§ Work to do
Everything from the line holding "Pin each instance of the chair" through the last line below must be repeated exactly, and nothing else.

§ Records shown
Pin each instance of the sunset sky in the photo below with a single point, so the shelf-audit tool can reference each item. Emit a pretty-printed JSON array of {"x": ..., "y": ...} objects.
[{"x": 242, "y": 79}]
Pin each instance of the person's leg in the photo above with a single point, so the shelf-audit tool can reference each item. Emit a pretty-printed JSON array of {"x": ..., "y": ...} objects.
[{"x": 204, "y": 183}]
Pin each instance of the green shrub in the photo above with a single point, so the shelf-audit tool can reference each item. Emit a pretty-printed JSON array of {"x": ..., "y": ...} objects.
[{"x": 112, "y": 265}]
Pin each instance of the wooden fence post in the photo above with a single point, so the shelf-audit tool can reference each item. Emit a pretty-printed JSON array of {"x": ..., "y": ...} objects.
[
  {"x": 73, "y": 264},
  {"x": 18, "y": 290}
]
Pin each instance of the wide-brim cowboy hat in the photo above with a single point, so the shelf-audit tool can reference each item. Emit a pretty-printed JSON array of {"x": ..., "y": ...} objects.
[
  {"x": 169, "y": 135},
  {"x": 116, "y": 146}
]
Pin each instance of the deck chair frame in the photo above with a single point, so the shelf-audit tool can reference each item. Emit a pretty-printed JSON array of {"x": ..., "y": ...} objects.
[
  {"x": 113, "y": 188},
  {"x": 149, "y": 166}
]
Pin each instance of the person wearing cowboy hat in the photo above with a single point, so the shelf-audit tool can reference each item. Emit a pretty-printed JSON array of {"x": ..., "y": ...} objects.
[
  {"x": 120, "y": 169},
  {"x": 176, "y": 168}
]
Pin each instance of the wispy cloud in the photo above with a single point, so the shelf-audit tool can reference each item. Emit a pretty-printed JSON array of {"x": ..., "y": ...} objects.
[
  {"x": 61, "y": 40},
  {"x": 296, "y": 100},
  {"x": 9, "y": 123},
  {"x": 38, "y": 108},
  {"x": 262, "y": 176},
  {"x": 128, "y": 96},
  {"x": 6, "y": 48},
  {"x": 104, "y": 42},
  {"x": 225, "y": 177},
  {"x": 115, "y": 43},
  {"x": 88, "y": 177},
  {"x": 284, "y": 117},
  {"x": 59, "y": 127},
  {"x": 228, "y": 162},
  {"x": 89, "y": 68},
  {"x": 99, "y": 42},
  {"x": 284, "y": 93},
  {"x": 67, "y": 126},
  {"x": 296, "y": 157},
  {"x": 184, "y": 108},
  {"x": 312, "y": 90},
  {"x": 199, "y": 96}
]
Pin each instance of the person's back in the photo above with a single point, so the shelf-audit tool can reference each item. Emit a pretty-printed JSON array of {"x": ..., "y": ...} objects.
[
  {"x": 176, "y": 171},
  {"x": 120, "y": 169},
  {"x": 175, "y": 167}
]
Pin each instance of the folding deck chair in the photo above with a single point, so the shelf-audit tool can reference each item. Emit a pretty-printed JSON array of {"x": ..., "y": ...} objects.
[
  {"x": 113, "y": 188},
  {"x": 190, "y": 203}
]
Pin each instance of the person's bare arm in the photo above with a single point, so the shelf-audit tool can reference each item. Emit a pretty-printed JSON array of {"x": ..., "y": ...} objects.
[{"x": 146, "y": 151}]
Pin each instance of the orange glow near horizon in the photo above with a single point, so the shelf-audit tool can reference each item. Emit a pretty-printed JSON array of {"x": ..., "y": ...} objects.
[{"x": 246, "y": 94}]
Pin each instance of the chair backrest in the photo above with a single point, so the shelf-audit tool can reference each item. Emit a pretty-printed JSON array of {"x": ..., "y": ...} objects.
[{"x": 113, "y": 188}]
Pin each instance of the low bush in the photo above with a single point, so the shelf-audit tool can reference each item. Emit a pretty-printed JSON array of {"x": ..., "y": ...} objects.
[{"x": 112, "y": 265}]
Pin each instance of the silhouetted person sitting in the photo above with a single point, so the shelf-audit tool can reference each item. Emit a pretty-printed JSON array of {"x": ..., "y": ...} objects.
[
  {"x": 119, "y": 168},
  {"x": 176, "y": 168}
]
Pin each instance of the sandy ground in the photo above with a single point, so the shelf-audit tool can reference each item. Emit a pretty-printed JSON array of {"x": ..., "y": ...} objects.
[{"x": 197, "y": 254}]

§ The reply
Pin each instance of the chair backrest in the photo above with a single point, so the shelf-audit tool can reference each item. Emit a pretty-printed JSON array of {"x": ..., "y": ...} objects.
[{"x": 113, "y": 188}]
Pin each instance of the low bush in the photo above with a single point, so the shelf-audit tool can reference each item. Emit a pretty-printed JSON array of {"x": ..., "y": ...} objects.
[{"x": 112, "y": 265}]
Pin each instance of the silhouetted person sitting in the photo above with a single point, so the shelf-audit tool can reference each item. Emit a pretty-printed JSON array of {"x": ..., "y": ...} objects.
[
  {"x": 119, "y": 168},
  {"x": 176, "y": 168}
]
Pin each instance of the sandy ground in the photo above with a single point, so the shelf-audit tool can reference each item. Emit a pretty-printed JSON array of {"x": ..., "y": ...} objects.
[{"x": 197, "y": 254}]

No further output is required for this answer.